--- Aim of the task ---
Update these lines by swapping each "statue's" for "sculpture's" and leaving the rest as is. Leave the pictures out of your answer.

--- Data rows ---
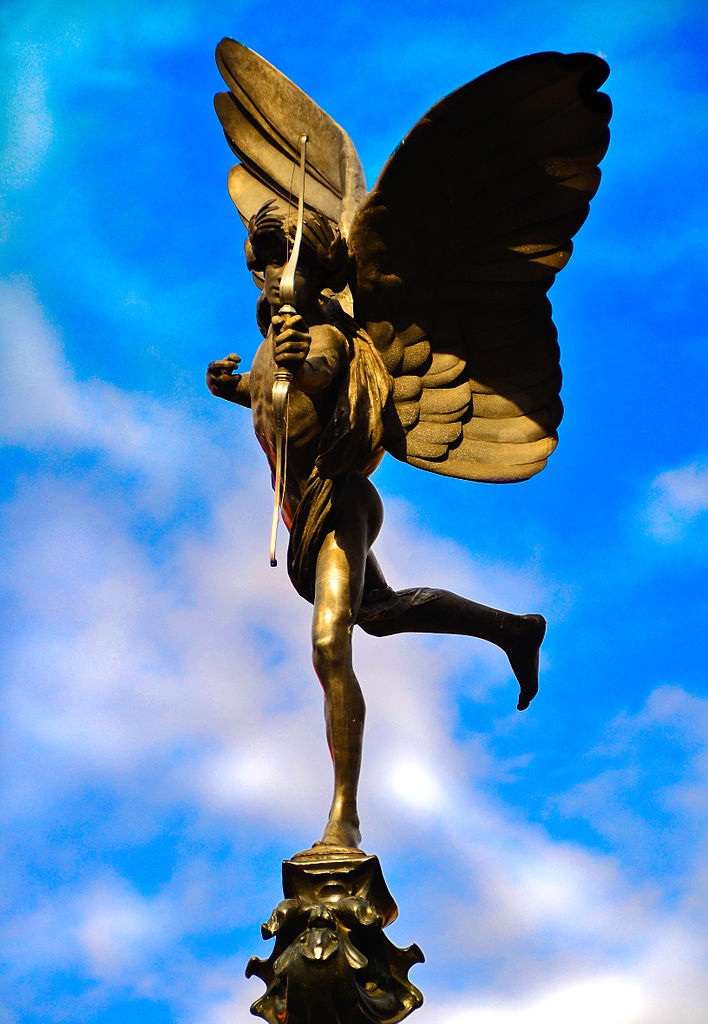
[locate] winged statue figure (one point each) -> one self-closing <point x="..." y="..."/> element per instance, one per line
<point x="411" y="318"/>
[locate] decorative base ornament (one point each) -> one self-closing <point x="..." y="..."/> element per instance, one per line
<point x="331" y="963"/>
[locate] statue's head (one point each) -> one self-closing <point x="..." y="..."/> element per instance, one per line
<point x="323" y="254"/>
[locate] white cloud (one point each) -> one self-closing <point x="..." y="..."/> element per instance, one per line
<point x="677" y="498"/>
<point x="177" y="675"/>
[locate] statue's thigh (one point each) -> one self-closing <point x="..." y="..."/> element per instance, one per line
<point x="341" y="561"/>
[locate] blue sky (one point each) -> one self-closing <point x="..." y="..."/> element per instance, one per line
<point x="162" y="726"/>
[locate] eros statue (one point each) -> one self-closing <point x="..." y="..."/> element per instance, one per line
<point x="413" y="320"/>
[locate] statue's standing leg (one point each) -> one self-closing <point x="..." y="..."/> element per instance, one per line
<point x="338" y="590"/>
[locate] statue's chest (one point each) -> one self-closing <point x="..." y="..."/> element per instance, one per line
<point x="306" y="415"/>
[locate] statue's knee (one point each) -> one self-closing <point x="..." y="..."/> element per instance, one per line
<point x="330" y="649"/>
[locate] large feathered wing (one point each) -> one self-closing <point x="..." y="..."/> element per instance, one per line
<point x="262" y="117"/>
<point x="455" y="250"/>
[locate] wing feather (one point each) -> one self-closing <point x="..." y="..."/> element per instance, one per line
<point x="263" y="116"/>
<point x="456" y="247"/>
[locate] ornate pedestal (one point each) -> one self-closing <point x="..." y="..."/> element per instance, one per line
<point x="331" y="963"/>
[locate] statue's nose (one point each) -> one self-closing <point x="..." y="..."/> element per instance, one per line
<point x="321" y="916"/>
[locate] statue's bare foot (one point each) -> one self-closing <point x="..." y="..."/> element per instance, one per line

--- Reply ---
[locate] winged statue figure (one point each) -> one self-closing <point x="..." y="..."/> element per instance, one per line
<point x="411" y="318"/>
[locate] decorative base ornament (one point each) -> one self-closing <point x="..." y="..."/> element per instance, one per line
<point x="331" y="963"/>
[locate] sculpture's head (one point each) -> one self-closing <point x="..." y="..."/> element per instance, one per line
<point x="323" y="254"/>
[locate] white cloud (one point each) -> one self-closing <point x="..." y="..."/> element per instance, one per line
<point x="677" y="498"/>
<point x="177" y="675"/>
[locate] sculpture's thigh (one point each) -> one self-closing <point x="..." y="..."/> element per instance, one per line
<point x="341" y="561"/>
[locate] blue sky (one point each) -> one self-closing <point x="..." y="..."/> element per instance, one per line
<point x="162" y="726"/>
[locate] eros statue (one point each) -> one self-closing <point x="..." y="..."/> element per instance, one per line
<point x="413" y="320"/>
[locate] sculpture's standing leg (one point each) -> one self-closing <point x="..." y="..."/> element per instance, one per line
<point x="338" y="590"/>
[locate] sculpture's chest (one point each) -> one self-closing <point x="..." y="..."/> element per instance, one per line
<point x="306" y="415"/>
[locate] sculpture's knee (one point each) -> one self-closing <point x="..." y="..."/> element per instance, one per line
<point x="330" y="649"/>
[locate] large feathered wing (one point each) -> one self-closing <point x="..." y="..."/> element per instance, one per line
<point x="262" y="117"/>
<point x="455" y="250"/>
[locate] wing feather (one point each) -> one self-closing <point x="..." y="..."/> element per instance, one per line
<point x="263" y="116"/>
<point x="456" y="247"/>
[locate] ornate pedestal (one point each) -> one self-closing <point x="..." y="..."/> element per instance, one per line
<point x="331" y="963"/>
[locate] sculpture's nose (one point each) -> one self-closing <point x="..." y="..."/> element per instance, one per line
<point x="321" y="916"/>
[locate] sculpture's bare foot (one point each) -> one self-closing <point x="..." y="..."/> element per instance, one per line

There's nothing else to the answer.